◆ **Verilen istek**
Listenin başından "<point>222,287</point>" geçen satıra kadar uzanan bölümü, iki ucu da dahil olmak üzere aynen yeniden yazın. Resimleri yanıta koymayın.

◆ **Sağlanan liste**
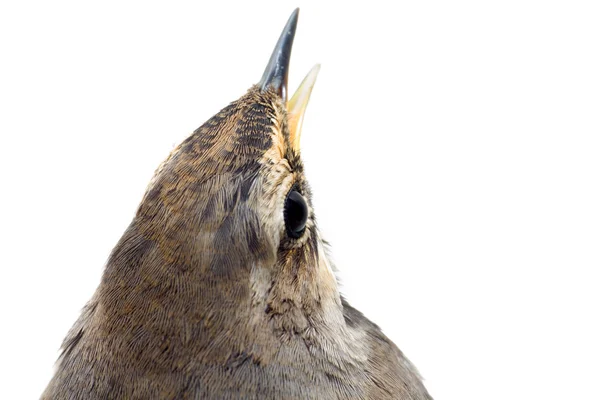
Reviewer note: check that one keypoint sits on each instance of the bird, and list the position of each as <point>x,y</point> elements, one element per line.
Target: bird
<point>222,287</point>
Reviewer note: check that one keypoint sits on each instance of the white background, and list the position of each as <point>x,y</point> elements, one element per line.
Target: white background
<point>453,149</point>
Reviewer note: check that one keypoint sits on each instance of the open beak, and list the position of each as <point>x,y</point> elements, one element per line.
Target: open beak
<point>276,77</point>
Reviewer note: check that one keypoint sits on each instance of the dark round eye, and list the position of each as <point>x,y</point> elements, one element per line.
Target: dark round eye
<point>295,214</point>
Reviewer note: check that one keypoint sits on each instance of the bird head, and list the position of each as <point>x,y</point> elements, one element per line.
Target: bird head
<point>226,230</point>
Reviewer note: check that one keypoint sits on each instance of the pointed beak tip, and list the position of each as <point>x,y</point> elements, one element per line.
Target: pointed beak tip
<point>276,72</point>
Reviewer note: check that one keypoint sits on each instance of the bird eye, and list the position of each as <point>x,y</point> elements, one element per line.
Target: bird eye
<point>295,214</point>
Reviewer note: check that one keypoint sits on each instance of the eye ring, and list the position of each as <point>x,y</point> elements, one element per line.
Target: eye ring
<point>295,213</point>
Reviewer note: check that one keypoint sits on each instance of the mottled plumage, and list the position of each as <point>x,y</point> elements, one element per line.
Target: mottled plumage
<point>206,295</point>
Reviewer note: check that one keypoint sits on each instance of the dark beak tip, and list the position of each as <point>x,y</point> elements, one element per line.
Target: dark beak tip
<point>276,73</point>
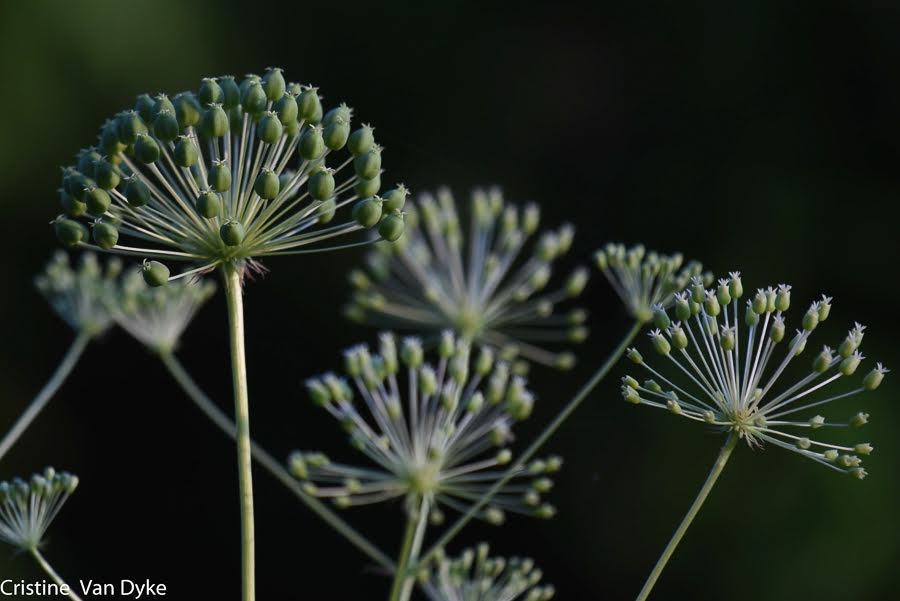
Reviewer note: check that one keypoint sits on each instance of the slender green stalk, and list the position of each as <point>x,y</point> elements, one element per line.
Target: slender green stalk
<point>52,573</point>
<point>46,393</point>
<point>224,423</point>
<point>234,296</point>
<point>409,551</point>
<point>718,466</point>
<point>561,417</point>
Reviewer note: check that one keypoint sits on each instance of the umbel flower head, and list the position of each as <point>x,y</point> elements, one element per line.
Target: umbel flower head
<point>645,279</point>
<point>473,576</point>
<point>482,282</point>
<point>80,295</point>
<point>28,507</point>
<point>157,317</point>
<point>733,364</point>
<point>443,439</point>
<point>233,172</point>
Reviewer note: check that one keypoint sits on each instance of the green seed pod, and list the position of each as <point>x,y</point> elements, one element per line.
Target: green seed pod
<point>269,128</point>
<point>367,187</point>
<point>309,104</point>
<point>327,210</point>
<point>146,149</point>
<point>219,178</point>
<point>367,212</point>
<point>71,205</point>
<point>395,199</point>
<point>321,184</point>
<point>214,123</point>
<point>165,126</point>
<point>232,233</point>
<point>267,185</point>
<point>187,109</point>
<point>136,192</point>
<point>69,232</point>
<point>97,201</point>
<point>361,141</point>
<point>105,235</point>
<point>273,83</point>
<point>336,134</point>
<point>391,226</point>
<point>368,165</point>
<point>155,273</point>
<point>186,153</point>
<point>130,126</point>
<point>312,146</point>
<point>210,92</point>
<point>254,98</point>
<point>209,204</point>
<point>143,106</point>
<point>107,175</point>
<point>286,109</point>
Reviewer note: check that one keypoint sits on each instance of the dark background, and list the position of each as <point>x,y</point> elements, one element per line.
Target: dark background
<point>760,137</point>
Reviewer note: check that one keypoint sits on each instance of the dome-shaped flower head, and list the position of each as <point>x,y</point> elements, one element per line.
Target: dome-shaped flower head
<point>234,172</point>
<point>438,432</point>
<point>80,295</point>
<point>157,317</point>
<point>730,370</point>
<point>485,282</point>
<point>645,279</point>
<point>473,576</point>
<point>28,507</point>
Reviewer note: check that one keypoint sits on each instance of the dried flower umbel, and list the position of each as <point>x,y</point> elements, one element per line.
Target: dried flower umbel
<point>482,282</point>
<point>474,576</point>
<point>733,367</point>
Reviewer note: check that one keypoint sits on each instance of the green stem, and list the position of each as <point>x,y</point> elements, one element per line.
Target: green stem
<point>416,519</point>
<point>517,465</point>
<point>46,393</point>
<point>52,573</point>
<point>234,296</point>
<point>718,466</point>
<point>263,458</point>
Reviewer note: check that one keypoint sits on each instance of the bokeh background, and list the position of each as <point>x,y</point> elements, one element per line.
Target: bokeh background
<point>761,136</point>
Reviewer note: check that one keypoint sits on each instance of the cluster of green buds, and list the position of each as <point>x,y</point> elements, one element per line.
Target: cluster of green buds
<point>28,507</point>
<point>157,317</point>
<point>233,172</point>
<point>481,282</point>
<point>474,576</point>
<point>445,442</point>
<point>80,295</point>
<point>732,382</point>
<point>644,279</point>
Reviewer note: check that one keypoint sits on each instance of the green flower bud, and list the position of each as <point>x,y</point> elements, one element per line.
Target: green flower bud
<point>321,184</point>
<point>146,149</point>
<point>368,165</point>
<point>269,128</point>
<point>367,212</point>
<point>97,201</point>
<point>336,134</point>
<point>232,233</point>
<point>136,192</point>
<point>69,232</point>
<point>309,104</point>
<point>155,273</point>
<point>219,177</point>
<point>312,146</point>
<point>209,204</point>
<point>267,185</point>
<point>214,122</point>
<point>361,141</point>
<point>186,153</point>
<point>391,226</point>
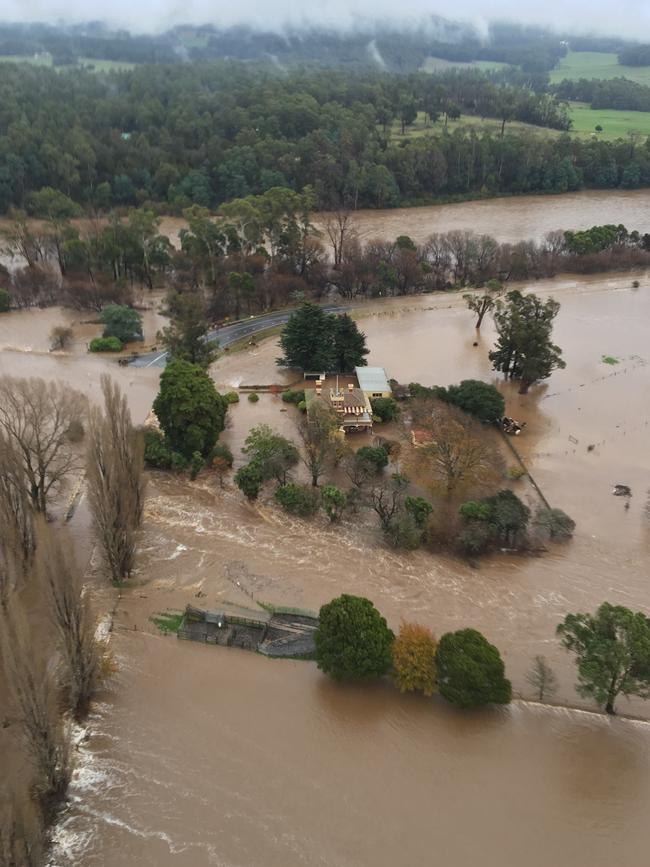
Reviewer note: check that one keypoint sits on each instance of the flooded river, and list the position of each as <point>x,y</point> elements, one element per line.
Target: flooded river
<point>202,756</point>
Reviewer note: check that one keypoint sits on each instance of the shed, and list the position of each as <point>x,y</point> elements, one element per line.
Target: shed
<point>373,381</point>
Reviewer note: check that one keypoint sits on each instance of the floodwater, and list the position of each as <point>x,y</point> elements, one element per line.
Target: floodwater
<point>202,756</point>
<point>520,218</point>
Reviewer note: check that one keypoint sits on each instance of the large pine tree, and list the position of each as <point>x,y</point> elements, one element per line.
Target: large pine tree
<point>320,342</point>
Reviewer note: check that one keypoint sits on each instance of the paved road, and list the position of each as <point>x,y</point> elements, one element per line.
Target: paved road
<point>228,334</point>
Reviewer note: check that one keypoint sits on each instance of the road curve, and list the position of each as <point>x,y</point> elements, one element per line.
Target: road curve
<point>229,334</point>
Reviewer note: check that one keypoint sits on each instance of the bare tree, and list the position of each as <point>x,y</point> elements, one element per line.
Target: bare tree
<point>460,454</point>
<point>17,541</point>
<point>339,226</point>
<point>33,690</point>
<point>542,678</point>
<point>114,469</point>
<point>72,620</point>
<point>321,448</point>
<point>36,416</point>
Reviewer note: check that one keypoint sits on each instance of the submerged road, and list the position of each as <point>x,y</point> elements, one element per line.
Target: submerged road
<point>229,334</point>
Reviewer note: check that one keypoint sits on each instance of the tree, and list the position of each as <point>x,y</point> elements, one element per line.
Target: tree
<point>249,480</point>
<point>190,410</point>
<point>476,398</point>
<point>542,678</point>
<point>122,322</point>
<point>612,650</point>
<point>524,350</point>
<point>308,341</point>
<point>459,456</point>
<point>273,454</point>
<point>33,691</point>
<point>334,502</point>
<point>470,670</point>
<point>349,344</point>
<point>385,408</point>
<point>72,620</point>
<point>485,302</point>
<point>353,641</point>
<point>186,337</point>
<point>114,460</point>
<point>60,337</point>
<point>414,659</point>
<point>320,447</point>
<point>37,418</point>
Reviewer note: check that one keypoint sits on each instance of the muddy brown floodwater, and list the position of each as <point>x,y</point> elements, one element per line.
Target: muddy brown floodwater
<point>203,756</point>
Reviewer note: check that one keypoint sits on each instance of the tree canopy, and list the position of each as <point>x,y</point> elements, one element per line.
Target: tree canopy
<point>524,350</point>
<point>190,410</point>
<point>612,650</point>
<point>470,670</point>
<point>353,641</point>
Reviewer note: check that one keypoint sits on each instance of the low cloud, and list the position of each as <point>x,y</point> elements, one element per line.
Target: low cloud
<point>625,17</point>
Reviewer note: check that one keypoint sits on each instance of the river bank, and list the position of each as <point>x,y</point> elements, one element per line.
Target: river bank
<point>254,747</point>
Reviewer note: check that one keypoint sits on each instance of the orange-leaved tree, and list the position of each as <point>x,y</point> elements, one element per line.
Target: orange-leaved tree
<point>414,659</point>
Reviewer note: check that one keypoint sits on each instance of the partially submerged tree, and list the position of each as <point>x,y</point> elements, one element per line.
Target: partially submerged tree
<point>470,670</point>
<point>186,336</point>
<point>37,417</point>
<point>524,350</point>
<point>353,641</point>
<point>612,650</point>
<point>414,659</point>
<point>272,453</point>
<point>190,410</point>
<point>72,619</point>
<point>33,691</point>
<point>542,678</point>
<point>114,460</point>
<point>482,302</point>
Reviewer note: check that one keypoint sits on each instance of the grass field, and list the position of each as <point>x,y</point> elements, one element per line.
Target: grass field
<point>438,64</point>
<point>615,124</point>
<point>594,64</point>
<point>46,60</point>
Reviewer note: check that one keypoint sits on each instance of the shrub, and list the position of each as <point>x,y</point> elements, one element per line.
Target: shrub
<point>555,523</point>
<point>414,659</point>
<point>222,452</point>
<point>376,457</point>
<point>191,412</point>
<point>105,344</point>
<point>385,408</point>
<point>402,531</point>
<point>249,480</point>
<point>470,670</point>
<point>419,509</point>
<point>353,641</point>
<point>478,399</point>
<point>302,500</point>
<point>294,396</point>
<point>122,322</point>
<point>196,465</point>
<point>334,501</point>
<point>60,337</point>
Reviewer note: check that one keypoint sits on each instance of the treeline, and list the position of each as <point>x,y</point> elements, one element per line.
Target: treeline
<point>263,252</point>
<point>618,93</point>
<point>135,137</point>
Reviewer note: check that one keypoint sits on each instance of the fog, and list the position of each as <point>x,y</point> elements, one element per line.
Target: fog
<point>625,17</point>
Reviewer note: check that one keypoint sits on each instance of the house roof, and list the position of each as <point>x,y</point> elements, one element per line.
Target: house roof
<point>372,378</point>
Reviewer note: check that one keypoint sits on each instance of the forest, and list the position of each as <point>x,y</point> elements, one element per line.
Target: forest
<point>205,133</point>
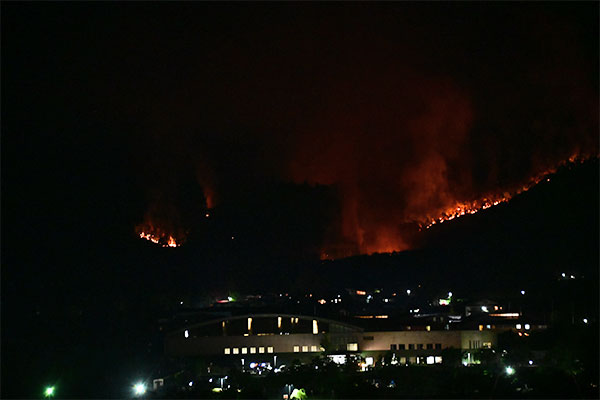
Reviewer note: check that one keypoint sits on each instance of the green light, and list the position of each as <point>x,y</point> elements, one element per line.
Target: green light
<point>49,392</point>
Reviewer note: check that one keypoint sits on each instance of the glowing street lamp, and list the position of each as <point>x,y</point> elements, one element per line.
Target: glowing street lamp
<point>49,391</point>
<point>139,389</point>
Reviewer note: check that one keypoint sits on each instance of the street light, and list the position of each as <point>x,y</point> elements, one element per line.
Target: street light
<point>49,391</point>
<point>139,389</point>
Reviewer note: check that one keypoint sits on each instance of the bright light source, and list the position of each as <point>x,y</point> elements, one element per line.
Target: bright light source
<point>49,391</point>
<point>139,389</point>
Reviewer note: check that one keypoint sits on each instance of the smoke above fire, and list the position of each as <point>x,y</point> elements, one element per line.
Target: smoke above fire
<point>412,123</point>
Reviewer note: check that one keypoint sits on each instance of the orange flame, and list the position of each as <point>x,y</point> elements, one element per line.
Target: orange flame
<point>460,209</point>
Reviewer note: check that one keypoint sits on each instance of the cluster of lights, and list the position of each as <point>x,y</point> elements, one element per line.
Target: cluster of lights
<point>49,391</point>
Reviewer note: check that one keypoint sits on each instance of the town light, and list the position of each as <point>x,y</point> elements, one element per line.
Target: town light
<point>49,391</point>
<point>139,389</point>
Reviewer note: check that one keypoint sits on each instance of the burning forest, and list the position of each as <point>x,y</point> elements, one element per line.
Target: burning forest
<point>407,135</point>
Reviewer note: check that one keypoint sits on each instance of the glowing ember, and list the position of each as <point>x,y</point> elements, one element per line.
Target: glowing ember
<point>460,209</point>
<point>149,232</point>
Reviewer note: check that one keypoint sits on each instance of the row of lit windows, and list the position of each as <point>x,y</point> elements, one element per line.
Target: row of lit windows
<point>313,348</point>
<point>477,344</point>
<point>418,346</point>
<point>244,350</point>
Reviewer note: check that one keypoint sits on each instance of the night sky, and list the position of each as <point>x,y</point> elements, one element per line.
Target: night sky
<point>301,128</point>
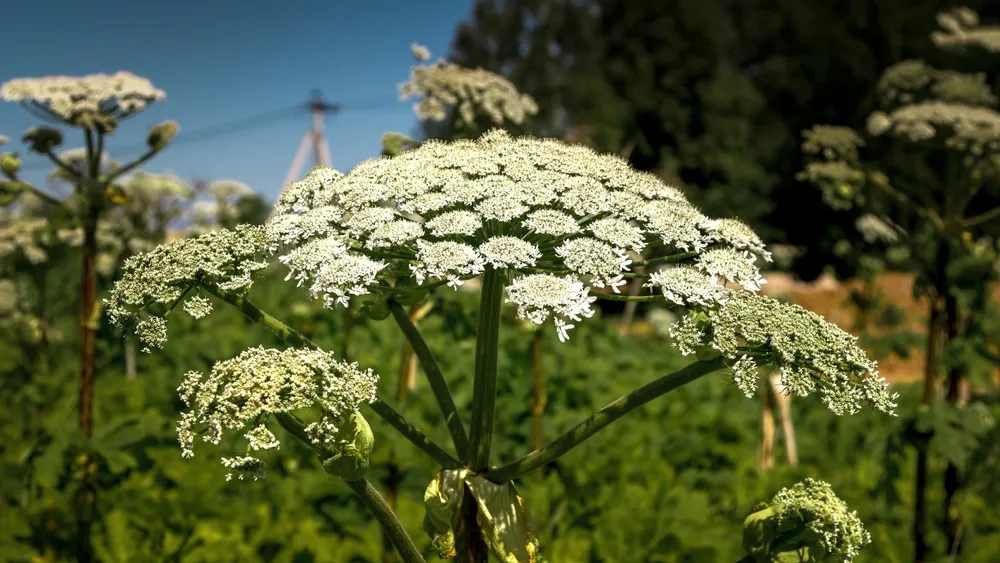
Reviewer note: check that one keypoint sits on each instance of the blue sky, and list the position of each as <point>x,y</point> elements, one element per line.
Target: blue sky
<point>224,60</point>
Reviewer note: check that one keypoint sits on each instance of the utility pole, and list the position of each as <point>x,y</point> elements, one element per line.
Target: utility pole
<point>320,149</point>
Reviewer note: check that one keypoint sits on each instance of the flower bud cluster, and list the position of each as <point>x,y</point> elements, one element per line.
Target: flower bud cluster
<point>806,521</point>
<point>752,332</point>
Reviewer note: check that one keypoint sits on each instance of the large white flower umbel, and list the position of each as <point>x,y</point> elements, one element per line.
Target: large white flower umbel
<point>545,222</point>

◆ **Tam yanıt**
Reviewer note: check that one keypoint sits on each instance of the bird, and list the position of each as <point>x,y</point> elements, one element per line.
Target: bird
<point>222,287</point>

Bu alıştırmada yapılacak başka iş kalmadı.